→ **Page excerpt**
***

Retired astronaut coming to Urbana

After you’ve launched off an aircraft carrier more than 300 times and flown into space five times, it takes a lot to impress a man.

But in October, retired Navy Capt. Robert “Hoot” Gibson will be inducted into the National Aviation Hall of Fame in Dayton.

“What a thrill,” he said.

“All my kids want to come,” he added. “It’s going to cost me a fortune.”

Dave Shiffer, chairman of the fledgling Champaign Aviation Museum, is just as thrilled that the former fighter pilot and NASA astronaut accepted an offer to visit Urbana next month.

Gibson will speak at the museum’s gala dinner — its first fundraiser to support the collection of airworthy vintage planes — at 5:30 p.m. April 13.

“It’s just amazing,” Shiffer said. “I was overjoyed he was able to do it and wanted to do it.”

Tickets are $100 and should be purchased by April 1. Call 937-652-4710 or visit champaignaviationmuseum.org to order.

The night includes dinner, music and dancing, plus a flyover of the museum’s restored B-25 Mitchell, piloted by Shiffer himself, if the weather cooperates.

“The controls are very heavy. Even when it’s cold outside, you finish and you’re sweating,” Shiffer said of the museum’s Mitchell bomber, dubbed Champaign Gal. “It’s a whole body experience. It’s the sound, the smell, the feeling of sitting in the seat. You get tingles.”

Even still, it will be hard to upstage the man known as Hoot, who, at 66, still flies in the Reno Air Races at speeds of 476 mph just 50 to 70 feet off the ground.

“At some point,” Gibson explained, “you need to step down from air racing. I’m not there yet.”

A recipient of the Defense Superior Service Medal, the Distinguished Flying Cross and three Air Medals, the Murfreesboro, Tenn., resident was an experienced combat pilot over Vietnam, a graduate of the Navy’s famed Top Gun school and one of the first F-14 Tomcat jocks when NASA unveiled the space shuttle in the mid-1970s.

Unlike most others in NASA’s astronaut corps, Gibson didn’t harbor childhood dreams of one day visiting space — until he saw the shuttle.

“Everything before it had been capsules,” he said. “They didn’t have wings on them.”

However, he instantly was attracted to the world’s biggest, fastest airplane.

“It doesn’t turn like an F-14 does, so it wouldn’t be good in a dogfight,” Gibson said. “But you talk about speed. You’d criss-cross the United States in either eight or nine minutes.”

At speeds of 17,500 mph, the shuttle could cover five miles per second, he said.

Selected as a shuttle astronaut in 1978 — as was his future wife, medical doctor Rhea Seddon — Gibson made five trips to space, beginning in 1984 as a pilot and commander.

In all, he spent 36½ days in space.

His last shuttle mission, in 1995, was also the first shuttle mission to dock with the Russian space station Mir.

What’s ironic is that he’d been groomed during his Navy career to shoot down and kill the Russian pilots then aboard Mir who previously had been trained to shoot down and kill him.

“It was a real change of pace,” he said.

***

→ **Data extract**

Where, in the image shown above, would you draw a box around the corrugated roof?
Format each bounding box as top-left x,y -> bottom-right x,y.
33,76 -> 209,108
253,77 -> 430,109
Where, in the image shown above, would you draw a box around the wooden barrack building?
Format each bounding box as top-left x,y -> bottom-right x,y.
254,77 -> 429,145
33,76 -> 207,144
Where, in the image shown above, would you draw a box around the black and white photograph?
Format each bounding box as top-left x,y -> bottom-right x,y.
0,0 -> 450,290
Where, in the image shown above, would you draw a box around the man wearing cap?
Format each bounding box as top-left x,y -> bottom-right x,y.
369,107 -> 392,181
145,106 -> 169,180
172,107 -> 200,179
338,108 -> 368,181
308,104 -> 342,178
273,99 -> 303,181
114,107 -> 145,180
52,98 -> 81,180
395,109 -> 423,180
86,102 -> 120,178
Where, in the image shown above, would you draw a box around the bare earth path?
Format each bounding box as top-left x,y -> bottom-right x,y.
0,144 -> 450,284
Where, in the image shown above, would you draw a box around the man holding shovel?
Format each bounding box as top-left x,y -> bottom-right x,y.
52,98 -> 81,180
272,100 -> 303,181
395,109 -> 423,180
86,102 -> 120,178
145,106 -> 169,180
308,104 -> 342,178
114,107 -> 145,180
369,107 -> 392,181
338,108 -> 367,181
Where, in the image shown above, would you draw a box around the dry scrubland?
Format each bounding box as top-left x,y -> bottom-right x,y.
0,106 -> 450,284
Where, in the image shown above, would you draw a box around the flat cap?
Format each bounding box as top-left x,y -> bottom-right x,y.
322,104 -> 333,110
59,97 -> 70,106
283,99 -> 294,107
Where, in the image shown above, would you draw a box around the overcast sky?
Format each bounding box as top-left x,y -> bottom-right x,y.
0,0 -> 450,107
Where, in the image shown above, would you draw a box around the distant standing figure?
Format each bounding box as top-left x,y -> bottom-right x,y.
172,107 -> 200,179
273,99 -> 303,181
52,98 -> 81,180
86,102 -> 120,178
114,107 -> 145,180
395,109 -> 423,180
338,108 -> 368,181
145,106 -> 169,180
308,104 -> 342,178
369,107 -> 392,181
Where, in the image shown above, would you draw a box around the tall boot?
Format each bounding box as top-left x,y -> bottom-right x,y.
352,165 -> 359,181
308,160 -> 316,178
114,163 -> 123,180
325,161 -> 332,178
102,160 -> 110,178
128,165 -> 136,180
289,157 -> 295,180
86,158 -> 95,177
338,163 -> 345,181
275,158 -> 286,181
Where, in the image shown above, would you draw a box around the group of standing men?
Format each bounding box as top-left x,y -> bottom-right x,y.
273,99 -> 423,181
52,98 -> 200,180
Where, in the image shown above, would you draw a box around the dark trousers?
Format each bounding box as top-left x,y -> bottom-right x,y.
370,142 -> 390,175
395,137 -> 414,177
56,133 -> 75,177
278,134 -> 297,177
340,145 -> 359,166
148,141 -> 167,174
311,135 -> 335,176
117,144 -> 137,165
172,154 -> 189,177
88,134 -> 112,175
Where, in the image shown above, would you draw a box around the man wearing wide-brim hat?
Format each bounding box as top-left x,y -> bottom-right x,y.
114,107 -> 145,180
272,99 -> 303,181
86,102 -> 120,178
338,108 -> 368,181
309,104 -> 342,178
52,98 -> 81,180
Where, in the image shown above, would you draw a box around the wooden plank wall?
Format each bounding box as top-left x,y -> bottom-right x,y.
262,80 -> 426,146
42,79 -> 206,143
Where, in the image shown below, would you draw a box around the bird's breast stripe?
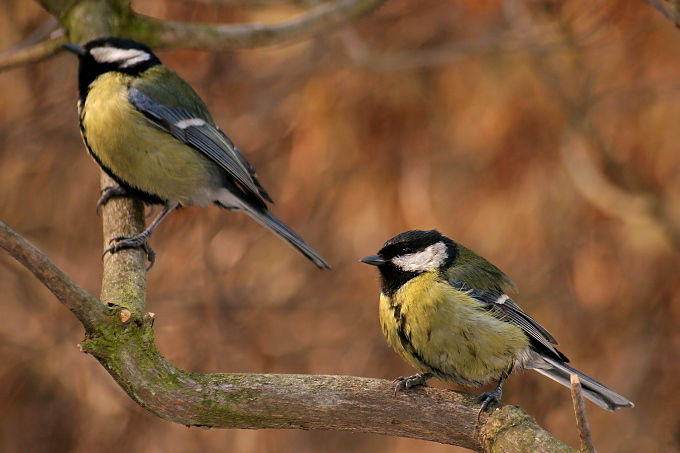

***

→ **Activities**
1) Write out the passage of the astronaut article between "What’s ironic is" and "and kill him.", inclusive.
2) In the astronaut article, what nickname has been given to the museum's Mitchell bomber?
The lines have no connection to the article about the retired astronaut.

→ **Solution set**
1)
What’s ironic is that he’d been groomed during his Navy career to shoot down and kill the Russian pilots then aboard Mir who previously had been trained to shoot down and kill him.

2) Champaign Gal